■ **TASK PROMPT**
Verbatim output required. Print the data in full.

Segment Start: RECORDS TO USE

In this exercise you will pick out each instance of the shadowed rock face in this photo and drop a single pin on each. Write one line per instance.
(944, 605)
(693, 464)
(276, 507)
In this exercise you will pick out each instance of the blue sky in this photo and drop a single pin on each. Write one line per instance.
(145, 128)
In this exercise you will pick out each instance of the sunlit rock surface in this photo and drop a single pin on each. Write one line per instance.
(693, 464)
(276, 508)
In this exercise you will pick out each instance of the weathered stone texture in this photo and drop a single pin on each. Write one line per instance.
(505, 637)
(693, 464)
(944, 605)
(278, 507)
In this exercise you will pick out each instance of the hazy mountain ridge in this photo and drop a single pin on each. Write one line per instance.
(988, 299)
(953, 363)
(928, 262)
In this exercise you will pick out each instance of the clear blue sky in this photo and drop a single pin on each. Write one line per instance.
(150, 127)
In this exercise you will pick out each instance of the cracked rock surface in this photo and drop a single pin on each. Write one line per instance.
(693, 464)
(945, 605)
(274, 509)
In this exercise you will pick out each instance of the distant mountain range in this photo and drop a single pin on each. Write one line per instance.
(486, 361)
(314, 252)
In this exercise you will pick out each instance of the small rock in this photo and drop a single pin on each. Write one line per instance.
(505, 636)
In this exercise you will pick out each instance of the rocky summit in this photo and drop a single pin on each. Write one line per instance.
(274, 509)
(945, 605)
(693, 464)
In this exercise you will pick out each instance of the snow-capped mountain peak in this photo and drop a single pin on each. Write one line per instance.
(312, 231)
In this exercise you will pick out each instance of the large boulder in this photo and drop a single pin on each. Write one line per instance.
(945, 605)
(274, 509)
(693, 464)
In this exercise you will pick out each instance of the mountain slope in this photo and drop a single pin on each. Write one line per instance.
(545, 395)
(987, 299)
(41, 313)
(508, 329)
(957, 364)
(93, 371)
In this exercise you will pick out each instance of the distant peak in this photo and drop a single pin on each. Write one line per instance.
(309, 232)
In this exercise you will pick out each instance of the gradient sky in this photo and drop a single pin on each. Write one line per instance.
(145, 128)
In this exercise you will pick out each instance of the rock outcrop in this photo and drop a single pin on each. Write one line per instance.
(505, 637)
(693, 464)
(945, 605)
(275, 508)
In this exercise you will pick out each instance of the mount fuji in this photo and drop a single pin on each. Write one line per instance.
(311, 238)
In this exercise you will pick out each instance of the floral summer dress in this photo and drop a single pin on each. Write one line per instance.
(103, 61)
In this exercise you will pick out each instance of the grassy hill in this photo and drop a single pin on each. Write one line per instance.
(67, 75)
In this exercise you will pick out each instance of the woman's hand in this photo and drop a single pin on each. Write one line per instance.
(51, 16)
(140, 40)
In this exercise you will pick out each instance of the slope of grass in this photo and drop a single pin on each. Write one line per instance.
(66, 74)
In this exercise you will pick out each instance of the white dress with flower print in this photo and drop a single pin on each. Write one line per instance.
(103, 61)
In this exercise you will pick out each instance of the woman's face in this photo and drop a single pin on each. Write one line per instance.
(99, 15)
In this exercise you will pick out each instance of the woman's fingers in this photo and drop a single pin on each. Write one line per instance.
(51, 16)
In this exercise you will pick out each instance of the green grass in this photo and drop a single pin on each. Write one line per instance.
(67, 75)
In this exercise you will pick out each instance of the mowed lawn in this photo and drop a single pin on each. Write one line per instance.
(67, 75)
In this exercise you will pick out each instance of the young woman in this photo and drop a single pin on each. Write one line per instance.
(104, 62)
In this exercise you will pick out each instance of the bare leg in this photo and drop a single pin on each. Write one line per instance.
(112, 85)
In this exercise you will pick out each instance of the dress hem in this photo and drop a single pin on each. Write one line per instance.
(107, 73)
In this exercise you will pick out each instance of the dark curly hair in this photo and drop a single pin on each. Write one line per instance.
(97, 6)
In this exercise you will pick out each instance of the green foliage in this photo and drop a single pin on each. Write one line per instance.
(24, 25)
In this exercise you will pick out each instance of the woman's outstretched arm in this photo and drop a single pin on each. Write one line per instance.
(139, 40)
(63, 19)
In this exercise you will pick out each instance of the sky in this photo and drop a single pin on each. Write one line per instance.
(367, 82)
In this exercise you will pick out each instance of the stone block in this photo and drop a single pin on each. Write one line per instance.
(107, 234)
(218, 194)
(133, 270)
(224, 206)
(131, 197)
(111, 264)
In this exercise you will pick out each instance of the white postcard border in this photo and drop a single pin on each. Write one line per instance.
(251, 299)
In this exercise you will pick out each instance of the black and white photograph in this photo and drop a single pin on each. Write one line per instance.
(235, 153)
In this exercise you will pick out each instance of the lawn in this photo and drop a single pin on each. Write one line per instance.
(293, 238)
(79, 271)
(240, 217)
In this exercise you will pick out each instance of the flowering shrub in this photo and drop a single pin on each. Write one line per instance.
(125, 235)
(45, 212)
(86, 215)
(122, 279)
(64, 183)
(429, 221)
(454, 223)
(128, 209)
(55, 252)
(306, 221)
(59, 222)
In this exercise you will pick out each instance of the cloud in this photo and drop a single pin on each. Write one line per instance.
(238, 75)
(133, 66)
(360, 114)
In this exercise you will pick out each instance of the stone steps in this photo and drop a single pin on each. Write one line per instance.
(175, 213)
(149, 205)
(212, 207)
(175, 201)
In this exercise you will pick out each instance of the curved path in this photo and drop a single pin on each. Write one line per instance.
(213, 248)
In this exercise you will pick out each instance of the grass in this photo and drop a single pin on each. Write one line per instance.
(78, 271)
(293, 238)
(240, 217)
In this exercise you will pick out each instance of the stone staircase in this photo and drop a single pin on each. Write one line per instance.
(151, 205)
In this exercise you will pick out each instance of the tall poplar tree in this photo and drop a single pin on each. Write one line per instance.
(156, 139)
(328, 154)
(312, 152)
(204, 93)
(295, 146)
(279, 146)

Segment End: RECORDS TO USE

■ **EXERCISE OUTPUT**
In this exercise you will pick out each instance of the shadowed rock face in this photo and drop a single pin on each. Write one line per instance.
(944, 605)
(693, 464)
(276, 507)
In this exercise you will pick out each instance of the blue sky in this photo and drop a single pin on each. Write one line per instance.
(145, 128)
In this exercise you will pick out each instance of the sunlit rock surface in this photo and drop a single pin on each. Write one line per instance.
(693, 464)
(276, 508)
In this exercise you will pick out each instance of the weathered stone texture in this photo and drop a single pin on each. Write one line per instance.
(505, 637)
(693, 464)
(944, 605)
(278, 507)
In this exercise you will pick out each instance of the hazy mountain ridge in this photo and drop a single pin on each. Write one line per instance.
(988, 299)
(953, 363)
(928, 262)
In this exercise you will pick out each instance of the clear blue sky in this photo and drop a single pin on each. Write one line per instance.
(150, 127)
In this exercise you will pick out each instance of the cracked rock surface in this photo and drop a single pin on each. Write one line per instance.
(693, 464)
(945, 605)
(274, 509)
In this exercise you will pick out each instance of the distant mountain range in this photo and drop a single pin on each. Write one line per instance.
(486, 361)
(314, 252)
In this exercise you will pick out each instance of the small rock in this photo and drop a single pin on each. Write one line per instance.
(505, 636)
In this exercise you will pick out each instance of the rocky summit in this photo and drop a single pin on each. Write one line per instance.
(274, 509)
(945, 605)
(693, 464)
In this exercise you will pick out each instance of the snow-capped mountain peak in this photo and drop a single pin on each. Write one line per instance.
(312, 231)
In this exercise you will pick out each instance of the large boulder in this photo and drop a single pin on each. Write one line per instance.
(945, 605)
(274, 509)
(693, 464)
In this exercise you will pick out each instance of the mountain slope in this photo and drop a single pin on each. Write one line per instance.
(545, 395)
(987, 299)
(41, 313)
(508, 329)
(957, 364)
(93, 371)
In this exercise you will pick out each instance of the distant peak in this photo and drop a single pin on each. Write one line per instance.
(309, 232)
In this exercise you will pick out each instance of the gradient sky in this photo and drop a single pin on each. Write one line per instance.
(145, 128)
In this exercise you will pick out each instance of the rock outcrop in this photo and drop a single pin on each. Write one line per instance.
(505, 637)
(693, 464)
(945, 605)
(275, 508)
In this exercise you will pick out each instance of the mount fuji in this photo and drop a single pin on each. Write one line per instance.
(311, 238)
In this exercise you will pick out each instance of the floral summer dress in this photo and drop a single pin on each. Write one line per instance.
(103, 61)
In this exercise you will pick out each instance of the grassy hill in this photo and drop a single pin on each. Write one line per instance.
(67, 75)
In this exercise you will pick out each instance of the woman's hand in this photo and drop a single pin on each. Write one line per instance.
(51, 16)
(140, 40)
In this exercise you will pick out each instance of the slope of grass in this photo and drop a single pin on each. Write one line per instance.
(66, 74)
In this exercise you will pick out each instance of the white dress with flower print in this photo and drop a single pin on each. Write one line per instance.
(103, 61)
In this exercise you will pick out each instance of the woman's face in this photo and drop a single pin on each. Write one line per instance.
(99, 15)
In this exercise you will pick out each instance of the woman's fingers in this photo and drop a single pin on each. Write one line per instance.
(51, 16)
In this exercise you will pick out each instance of the green grass in this photo and drop a single pin on each. Write one line per instance.
(67, 75)
In this exercise you will pick out each instance of the mowed lawn in this photo and drop a single pin on each. Write one line per instance.
(67, 75)
In this exercise you will pick out each instance of the young woman in this photo and drop a single pin on each. Write one line per instance.
(104, 62)
In this exercise you will pick out each instance of the bare leg in this photo and drop a single pin on each. Write one line per instance.
(112, 85)
In this exercise you will pick out each instance of the dress hem in this photo and drop a single pin on each. Write one line per instance.
(107, 73)
In this exercise you will pick out each instance of the dark curly hair in this photo and drop a single pin on each. Write one line per instance.
(97, 6)
In this exercise you will pick out each instance of the green foliage in this photo and drop a single pin on each. Write one line per instance.
(24, 25)
In this exercise you will pick out each instance of the woman's outstretched arm in this photo and drop a single pin on each. Write one line per instance.
(139, 40)
(63, 19)
In this exercise you will pick out each instance of the sky in this photo and drop a single pin on each. Write one line per instance.
(367, 82)
In this exercise you will pick out each instance of the stone block in this photo and drop a single pin on each. Write one line per instance.
(107, 234)
(218, 194)
(133, 270)
(224, 206)
(131, 197)
(111, 264)
In this exercise you will pick out each instance of the white postcard border in this photo and drop a single pin on each. Write one line per instance.
(251, 299)
In this exercise you will pick out each instance of the black and white photograph in this photo and drop a single pin on each. Write one line per instance.
(235, 153)
In this exercise you will pick out each instance of the lawn in this photo and drop a single pin on each. Write one line per instance.
(293, 238)
(79, 271)
(240, 217)
In this exercise you will pick out each instance of the flowering shrub in this photo and drop a single pin on each. Write one line per instance.
(125, 235)
(45, 212)
(86, 215)
(122, 279)
(64, 183)
(429, 221)
(454, 223)
(128, 209)
(55, 252)
(306, 221)
(59, 222)
In this exercise you will pick out each instance of the cloud in this photo and drop a single pin on each. Write one line per instance.
(238, 75)
(133, 66)
(360, 114)
In this exercise you will pick out each instance of the stone steps in this photo and drop a single pin on each. Write one line per instance.
(175, 213)
(149, 205)
(212, 207)
(175, 201)
In this exercise you will pick out each instance of the curved path in this photo and drop a single pin on each. Write one line per instance.
(213, 248)
In this exercise you will pick out each instance of the grass in this photo and drop a single pin on each. Write one line per instance.
(78, 271)
(293, 238)
(240, 217)
In this exercise you will pick out each instance of the stone staircase in this photo and drop a single pin on each. Write one line per instance.
(151, 205)
In this exercise you will pick out each instance of the tall poplar tree in this photo and drop a single pin on each. Write one line per instance.
(156, 139)
(328, 154)
(312, 152)
(204, 93)
(295, 146)
(279, 146)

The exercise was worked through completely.